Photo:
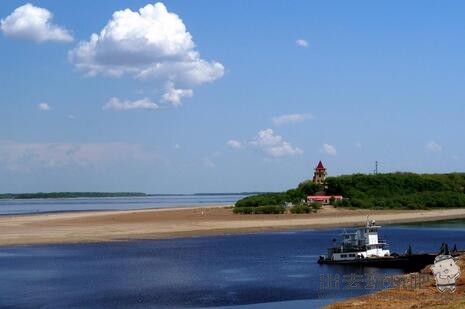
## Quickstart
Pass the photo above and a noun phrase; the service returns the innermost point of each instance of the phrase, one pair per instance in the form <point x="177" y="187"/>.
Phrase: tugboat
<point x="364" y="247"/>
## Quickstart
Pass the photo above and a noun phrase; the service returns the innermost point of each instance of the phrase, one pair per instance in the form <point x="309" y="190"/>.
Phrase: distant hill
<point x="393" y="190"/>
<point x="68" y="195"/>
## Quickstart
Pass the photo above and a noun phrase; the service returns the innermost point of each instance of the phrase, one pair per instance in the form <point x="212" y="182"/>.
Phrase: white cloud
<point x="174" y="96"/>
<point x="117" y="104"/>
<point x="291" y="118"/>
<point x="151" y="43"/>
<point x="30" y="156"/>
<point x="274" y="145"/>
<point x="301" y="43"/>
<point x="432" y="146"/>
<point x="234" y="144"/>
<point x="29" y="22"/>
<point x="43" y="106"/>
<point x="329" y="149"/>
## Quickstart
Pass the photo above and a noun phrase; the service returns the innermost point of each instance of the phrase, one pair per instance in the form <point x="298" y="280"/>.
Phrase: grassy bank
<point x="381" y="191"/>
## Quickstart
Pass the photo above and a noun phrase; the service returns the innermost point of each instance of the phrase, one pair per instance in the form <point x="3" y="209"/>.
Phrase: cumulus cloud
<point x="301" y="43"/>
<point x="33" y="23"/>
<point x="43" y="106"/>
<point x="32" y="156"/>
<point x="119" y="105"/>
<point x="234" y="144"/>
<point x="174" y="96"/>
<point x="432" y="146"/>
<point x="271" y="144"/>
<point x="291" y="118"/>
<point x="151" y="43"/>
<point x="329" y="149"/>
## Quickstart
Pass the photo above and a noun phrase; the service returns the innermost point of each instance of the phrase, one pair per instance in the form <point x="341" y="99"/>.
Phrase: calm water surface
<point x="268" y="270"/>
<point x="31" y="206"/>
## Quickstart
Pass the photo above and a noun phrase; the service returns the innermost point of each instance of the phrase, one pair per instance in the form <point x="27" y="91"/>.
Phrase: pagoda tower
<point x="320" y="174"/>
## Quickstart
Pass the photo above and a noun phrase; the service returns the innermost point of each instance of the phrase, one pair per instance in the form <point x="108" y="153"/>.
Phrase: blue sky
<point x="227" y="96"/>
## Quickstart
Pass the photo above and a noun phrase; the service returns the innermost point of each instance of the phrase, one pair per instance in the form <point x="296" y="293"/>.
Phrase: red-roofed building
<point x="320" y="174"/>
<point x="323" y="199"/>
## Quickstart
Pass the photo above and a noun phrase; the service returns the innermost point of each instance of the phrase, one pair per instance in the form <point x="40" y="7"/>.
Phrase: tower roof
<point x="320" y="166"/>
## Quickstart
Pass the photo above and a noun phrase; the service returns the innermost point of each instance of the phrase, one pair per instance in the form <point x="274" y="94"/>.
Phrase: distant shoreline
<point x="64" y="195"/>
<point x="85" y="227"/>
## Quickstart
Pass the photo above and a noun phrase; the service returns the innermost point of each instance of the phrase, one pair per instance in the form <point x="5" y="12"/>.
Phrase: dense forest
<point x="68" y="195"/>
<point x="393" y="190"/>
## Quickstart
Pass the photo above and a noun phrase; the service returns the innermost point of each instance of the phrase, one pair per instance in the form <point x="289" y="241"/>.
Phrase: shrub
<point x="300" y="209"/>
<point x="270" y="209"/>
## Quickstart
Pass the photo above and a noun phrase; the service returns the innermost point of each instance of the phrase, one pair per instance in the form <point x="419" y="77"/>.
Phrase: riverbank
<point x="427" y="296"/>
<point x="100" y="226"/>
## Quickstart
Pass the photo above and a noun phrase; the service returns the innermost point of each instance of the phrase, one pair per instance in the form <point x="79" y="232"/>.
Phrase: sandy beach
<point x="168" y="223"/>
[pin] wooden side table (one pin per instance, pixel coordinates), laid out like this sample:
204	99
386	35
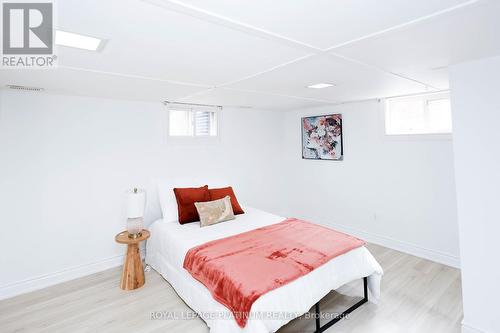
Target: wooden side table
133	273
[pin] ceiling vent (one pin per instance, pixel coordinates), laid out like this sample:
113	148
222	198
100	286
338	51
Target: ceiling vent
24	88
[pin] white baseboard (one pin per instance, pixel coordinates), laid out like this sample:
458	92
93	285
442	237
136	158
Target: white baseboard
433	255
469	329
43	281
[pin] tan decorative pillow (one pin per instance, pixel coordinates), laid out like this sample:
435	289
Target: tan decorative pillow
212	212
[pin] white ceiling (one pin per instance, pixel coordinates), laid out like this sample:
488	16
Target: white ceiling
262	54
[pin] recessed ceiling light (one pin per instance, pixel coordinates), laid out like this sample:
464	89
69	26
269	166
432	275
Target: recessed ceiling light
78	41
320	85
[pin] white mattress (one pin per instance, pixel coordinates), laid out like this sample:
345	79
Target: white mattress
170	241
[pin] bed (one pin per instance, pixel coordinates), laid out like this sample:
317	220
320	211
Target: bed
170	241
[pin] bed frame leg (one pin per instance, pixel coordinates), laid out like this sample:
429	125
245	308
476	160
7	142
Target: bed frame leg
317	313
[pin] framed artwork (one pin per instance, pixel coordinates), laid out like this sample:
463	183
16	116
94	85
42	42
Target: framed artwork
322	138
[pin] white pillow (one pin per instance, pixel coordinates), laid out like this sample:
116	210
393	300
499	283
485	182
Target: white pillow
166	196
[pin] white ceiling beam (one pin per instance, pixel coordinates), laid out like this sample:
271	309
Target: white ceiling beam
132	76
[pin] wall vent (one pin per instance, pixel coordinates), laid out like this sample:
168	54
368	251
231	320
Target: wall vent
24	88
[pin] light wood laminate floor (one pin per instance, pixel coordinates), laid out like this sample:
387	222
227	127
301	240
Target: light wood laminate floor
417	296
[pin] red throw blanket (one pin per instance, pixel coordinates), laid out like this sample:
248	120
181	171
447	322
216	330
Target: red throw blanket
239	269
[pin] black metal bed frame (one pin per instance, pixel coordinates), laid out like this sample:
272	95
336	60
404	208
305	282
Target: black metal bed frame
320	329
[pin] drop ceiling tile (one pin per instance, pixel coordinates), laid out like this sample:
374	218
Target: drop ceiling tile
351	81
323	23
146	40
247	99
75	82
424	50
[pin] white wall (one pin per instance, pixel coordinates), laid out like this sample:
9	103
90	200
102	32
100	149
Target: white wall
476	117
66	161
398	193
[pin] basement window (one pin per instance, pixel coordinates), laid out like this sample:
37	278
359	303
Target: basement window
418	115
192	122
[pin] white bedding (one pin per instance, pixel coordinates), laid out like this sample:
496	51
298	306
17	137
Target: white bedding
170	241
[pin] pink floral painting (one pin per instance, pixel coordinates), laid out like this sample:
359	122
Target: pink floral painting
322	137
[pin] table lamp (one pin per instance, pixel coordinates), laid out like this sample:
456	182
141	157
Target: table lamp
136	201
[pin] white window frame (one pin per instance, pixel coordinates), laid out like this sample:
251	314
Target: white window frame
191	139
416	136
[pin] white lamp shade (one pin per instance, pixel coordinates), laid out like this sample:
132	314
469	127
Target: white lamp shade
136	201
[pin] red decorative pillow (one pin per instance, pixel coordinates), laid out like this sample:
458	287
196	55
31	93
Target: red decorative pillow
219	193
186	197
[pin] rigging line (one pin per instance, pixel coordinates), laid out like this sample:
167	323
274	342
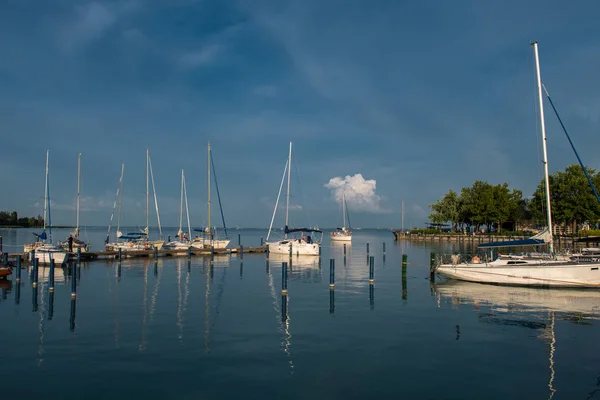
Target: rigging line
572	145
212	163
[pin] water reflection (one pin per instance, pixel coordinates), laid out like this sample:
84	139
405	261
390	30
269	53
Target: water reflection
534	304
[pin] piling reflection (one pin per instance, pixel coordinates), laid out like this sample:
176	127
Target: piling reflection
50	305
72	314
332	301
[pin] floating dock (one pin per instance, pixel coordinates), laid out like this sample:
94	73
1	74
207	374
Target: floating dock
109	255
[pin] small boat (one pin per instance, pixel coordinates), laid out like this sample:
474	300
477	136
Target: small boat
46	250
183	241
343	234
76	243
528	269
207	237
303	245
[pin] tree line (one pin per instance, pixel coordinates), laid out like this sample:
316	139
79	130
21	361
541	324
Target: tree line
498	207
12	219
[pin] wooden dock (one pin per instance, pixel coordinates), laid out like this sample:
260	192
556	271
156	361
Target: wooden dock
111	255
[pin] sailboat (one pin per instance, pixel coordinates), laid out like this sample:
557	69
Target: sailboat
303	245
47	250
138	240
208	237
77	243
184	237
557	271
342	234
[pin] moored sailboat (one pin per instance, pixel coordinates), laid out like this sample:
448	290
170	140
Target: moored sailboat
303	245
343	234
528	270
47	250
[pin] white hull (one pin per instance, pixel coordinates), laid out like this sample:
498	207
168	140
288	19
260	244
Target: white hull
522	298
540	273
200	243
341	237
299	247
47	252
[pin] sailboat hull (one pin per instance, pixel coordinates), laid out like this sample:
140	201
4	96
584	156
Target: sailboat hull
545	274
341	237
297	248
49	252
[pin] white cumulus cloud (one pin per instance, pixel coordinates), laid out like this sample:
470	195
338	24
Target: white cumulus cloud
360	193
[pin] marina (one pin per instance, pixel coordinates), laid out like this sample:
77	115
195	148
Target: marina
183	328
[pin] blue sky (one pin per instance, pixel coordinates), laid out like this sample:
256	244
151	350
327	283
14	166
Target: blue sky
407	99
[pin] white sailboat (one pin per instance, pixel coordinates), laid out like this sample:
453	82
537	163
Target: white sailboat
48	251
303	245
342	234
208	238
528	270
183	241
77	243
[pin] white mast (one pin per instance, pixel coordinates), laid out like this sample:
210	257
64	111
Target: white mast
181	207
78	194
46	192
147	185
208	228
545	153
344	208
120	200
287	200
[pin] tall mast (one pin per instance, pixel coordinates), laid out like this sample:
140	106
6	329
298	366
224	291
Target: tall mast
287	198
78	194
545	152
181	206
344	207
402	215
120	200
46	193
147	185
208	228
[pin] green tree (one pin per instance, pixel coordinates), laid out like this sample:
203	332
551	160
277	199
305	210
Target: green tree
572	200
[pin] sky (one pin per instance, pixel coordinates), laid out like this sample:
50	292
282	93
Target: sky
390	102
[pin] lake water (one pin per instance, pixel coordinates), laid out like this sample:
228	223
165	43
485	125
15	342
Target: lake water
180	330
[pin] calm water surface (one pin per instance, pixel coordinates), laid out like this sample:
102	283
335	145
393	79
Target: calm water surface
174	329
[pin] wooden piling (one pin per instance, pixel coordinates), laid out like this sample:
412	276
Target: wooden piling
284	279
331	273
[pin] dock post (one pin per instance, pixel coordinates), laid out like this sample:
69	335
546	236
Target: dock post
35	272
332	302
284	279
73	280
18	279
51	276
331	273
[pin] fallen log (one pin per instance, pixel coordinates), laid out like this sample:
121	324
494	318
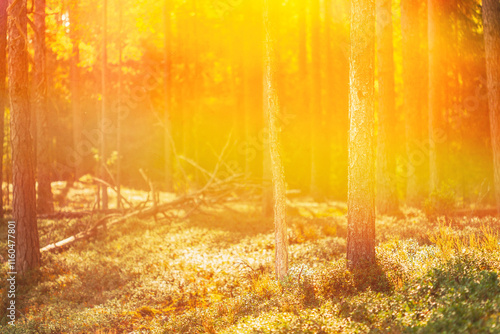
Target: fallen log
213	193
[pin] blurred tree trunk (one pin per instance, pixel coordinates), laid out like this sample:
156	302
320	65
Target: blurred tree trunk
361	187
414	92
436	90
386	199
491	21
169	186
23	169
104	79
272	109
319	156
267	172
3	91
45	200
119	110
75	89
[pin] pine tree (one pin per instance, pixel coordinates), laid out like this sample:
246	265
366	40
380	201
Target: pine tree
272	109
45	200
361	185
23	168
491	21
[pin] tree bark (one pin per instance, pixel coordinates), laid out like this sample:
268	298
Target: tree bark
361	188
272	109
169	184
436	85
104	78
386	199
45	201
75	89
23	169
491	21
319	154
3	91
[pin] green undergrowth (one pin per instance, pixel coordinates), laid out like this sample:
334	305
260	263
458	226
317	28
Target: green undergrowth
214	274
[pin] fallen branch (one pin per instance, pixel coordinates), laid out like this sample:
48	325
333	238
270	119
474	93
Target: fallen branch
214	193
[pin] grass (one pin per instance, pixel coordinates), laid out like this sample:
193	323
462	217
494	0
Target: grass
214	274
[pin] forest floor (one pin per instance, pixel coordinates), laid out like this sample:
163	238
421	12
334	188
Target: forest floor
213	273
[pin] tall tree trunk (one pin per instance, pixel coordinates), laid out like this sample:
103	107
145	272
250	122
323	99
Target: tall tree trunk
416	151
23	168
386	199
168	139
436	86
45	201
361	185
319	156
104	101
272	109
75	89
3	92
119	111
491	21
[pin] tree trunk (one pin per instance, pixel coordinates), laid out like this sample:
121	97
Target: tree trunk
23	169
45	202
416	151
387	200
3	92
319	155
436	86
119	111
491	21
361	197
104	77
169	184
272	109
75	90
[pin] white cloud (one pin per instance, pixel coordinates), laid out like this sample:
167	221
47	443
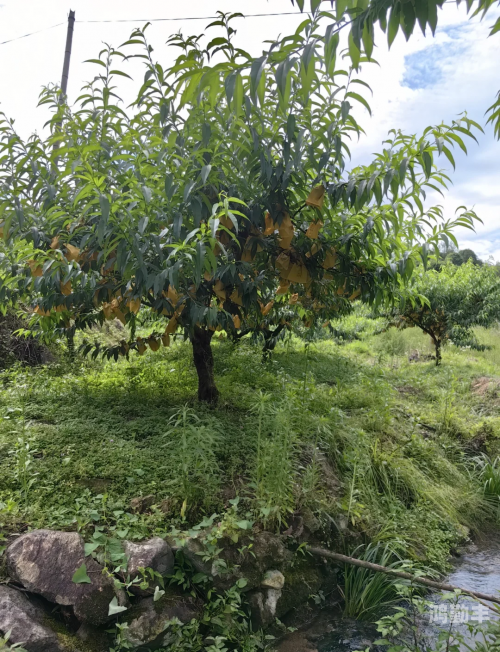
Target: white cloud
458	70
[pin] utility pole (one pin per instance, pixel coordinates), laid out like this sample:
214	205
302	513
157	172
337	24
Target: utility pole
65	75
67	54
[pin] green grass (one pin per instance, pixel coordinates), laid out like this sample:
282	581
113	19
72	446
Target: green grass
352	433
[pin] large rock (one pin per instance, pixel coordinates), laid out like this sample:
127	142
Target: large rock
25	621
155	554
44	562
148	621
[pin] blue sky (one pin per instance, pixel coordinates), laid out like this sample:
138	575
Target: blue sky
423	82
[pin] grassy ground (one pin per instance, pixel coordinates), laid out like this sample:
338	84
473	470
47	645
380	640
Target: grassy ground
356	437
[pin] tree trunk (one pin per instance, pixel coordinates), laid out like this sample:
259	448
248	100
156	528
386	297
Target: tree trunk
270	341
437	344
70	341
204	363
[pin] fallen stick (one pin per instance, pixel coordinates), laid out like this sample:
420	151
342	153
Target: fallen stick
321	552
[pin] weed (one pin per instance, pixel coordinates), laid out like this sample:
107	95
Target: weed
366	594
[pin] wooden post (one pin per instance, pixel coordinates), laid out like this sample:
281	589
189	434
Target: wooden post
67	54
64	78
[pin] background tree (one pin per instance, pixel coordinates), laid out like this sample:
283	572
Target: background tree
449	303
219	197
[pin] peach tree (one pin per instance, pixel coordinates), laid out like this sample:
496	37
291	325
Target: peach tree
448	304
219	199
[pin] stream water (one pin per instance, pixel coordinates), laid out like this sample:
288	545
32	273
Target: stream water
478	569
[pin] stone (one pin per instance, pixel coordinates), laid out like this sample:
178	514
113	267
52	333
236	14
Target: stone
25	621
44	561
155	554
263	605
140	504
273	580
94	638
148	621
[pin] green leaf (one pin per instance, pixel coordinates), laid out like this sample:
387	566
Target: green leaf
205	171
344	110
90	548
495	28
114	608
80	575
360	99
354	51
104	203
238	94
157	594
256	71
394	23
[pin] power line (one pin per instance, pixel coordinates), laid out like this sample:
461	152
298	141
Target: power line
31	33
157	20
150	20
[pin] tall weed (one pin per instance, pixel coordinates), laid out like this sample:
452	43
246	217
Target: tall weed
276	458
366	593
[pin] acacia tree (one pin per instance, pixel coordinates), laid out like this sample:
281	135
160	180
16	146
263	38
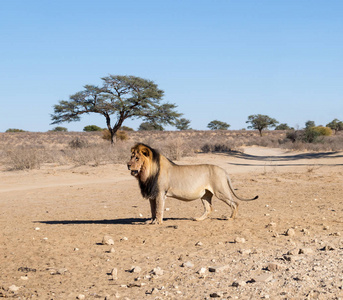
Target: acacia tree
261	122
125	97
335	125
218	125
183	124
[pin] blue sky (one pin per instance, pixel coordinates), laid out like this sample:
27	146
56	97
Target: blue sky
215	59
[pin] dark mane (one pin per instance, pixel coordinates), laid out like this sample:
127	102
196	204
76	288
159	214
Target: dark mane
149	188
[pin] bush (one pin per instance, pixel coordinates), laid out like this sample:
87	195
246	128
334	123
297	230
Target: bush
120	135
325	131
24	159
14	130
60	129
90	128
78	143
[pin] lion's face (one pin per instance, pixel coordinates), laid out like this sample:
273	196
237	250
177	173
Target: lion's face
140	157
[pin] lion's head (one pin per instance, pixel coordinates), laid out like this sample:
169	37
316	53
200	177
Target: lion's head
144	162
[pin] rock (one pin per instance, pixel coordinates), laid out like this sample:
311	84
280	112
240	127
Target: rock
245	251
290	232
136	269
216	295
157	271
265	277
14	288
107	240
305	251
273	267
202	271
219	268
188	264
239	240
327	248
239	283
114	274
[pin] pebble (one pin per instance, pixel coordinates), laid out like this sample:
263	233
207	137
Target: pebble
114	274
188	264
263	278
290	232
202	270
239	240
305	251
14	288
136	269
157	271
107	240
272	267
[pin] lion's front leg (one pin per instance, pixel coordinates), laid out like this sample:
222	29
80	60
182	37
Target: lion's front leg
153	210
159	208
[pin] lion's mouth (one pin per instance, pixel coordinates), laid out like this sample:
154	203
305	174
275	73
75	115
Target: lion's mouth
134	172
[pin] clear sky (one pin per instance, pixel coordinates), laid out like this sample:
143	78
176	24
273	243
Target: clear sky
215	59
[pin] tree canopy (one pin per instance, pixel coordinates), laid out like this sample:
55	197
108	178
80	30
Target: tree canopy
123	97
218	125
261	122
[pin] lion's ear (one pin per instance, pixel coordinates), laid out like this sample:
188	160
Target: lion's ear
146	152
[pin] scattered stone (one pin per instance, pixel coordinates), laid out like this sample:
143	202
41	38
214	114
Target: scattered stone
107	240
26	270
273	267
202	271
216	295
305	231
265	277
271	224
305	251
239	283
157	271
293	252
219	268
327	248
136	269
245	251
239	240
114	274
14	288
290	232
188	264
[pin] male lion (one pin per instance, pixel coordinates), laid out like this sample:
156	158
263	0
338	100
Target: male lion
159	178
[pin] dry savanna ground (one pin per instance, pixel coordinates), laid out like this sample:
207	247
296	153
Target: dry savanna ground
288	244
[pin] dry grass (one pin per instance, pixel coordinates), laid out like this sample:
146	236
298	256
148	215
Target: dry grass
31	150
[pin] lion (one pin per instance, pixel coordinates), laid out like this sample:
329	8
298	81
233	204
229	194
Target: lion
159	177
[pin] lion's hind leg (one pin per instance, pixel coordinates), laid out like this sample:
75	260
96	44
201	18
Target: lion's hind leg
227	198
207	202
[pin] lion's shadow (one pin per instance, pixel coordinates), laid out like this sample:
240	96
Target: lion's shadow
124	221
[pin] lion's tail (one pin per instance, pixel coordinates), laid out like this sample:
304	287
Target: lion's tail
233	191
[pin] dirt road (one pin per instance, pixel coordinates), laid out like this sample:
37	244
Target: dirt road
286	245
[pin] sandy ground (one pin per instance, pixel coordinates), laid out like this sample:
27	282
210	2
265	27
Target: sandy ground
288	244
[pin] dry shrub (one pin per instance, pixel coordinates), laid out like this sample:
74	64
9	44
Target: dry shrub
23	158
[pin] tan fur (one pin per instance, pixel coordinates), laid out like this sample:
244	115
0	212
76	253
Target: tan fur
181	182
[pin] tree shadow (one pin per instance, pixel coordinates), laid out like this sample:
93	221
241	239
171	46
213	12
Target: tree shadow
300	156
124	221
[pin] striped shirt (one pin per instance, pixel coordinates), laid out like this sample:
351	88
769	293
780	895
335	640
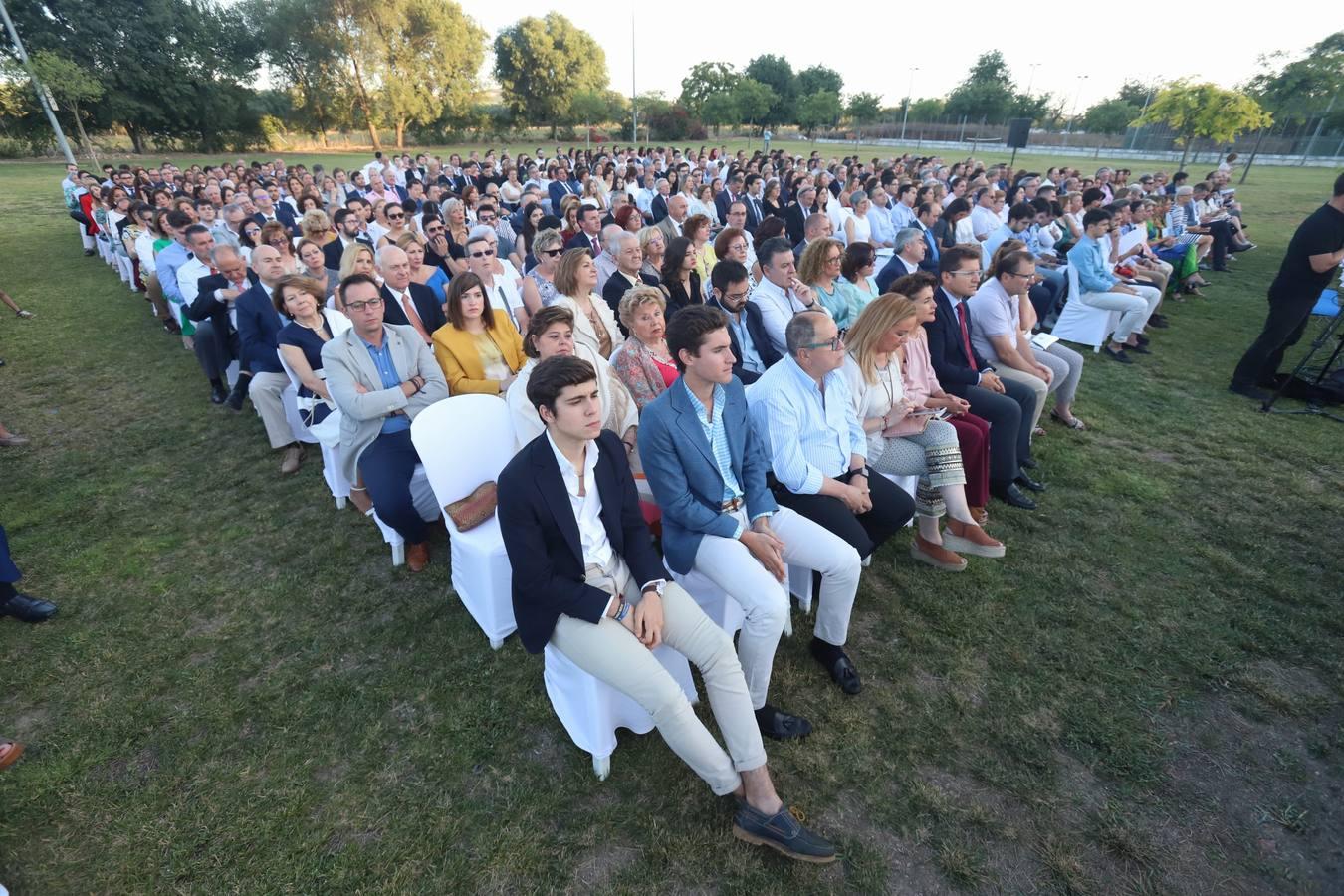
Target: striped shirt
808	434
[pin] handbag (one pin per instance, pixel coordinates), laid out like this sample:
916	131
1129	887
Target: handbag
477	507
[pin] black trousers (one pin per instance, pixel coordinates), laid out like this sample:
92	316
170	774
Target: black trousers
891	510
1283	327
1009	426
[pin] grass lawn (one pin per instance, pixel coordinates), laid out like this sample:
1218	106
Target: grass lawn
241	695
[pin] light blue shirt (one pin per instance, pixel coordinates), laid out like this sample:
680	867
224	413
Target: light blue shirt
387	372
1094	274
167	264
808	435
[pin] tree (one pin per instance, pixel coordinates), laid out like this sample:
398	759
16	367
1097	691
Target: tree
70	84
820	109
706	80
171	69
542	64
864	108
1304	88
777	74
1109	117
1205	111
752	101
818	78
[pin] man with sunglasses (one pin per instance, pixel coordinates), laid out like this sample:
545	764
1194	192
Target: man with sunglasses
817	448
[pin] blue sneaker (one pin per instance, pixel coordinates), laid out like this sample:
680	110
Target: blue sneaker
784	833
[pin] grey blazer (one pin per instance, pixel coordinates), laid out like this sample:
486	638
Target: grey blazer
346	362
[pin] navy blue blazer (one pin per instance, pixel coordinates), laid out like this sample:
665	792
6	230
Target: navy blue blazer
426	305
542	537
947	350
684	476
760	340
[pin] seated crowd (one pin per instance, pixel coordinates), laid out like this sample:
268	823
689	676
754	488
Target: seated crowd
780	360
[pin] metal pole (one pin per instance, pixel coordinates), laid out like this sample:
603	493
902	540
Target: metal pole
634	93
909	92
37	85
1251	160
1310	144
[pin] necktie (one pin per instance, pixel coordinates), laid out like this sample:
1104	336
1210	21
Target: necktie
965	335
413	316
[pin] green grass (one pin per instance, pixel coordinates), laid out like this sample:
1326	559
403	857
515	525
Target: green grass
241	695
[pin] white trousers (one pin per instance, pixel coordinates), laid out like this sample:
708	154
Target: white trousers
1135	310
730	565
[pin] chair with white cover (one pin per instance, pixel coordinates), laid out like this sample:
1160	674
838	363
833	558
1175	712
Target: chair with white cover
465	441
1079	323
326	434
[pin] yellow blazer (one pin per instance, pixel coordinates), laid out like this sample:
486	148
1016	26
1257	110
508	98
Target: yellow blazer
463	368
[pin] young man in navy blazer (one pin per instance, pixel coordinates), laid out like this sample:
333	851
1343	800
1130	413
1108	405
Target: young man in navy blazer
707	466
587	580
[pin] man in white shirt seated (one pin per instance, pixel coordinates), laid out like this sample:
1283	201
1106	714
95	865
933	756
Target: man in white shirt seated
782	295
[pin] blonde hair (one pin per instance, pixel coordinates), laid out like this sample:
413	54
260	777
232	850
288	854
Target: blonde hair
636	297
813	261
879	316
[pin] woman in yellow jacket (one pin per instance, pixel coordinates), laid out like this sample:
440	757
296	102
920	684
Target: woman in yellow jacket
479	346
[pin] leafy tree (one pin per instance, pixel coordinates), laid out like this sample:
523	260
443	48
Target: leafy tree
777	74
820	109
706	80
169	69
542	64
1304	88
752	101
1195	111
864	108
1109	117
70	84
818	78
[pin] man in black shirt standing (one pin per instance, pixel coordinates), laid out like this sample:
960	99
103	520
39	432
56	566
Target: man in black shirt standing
---
■ Task directions: Whenever a line above includes "standing", copy it in full.

■ Output below:
[pin] man in black shirt standing (one pin per instance, pixel coordinates), laid out like this sample:
Target: man in black shirt standing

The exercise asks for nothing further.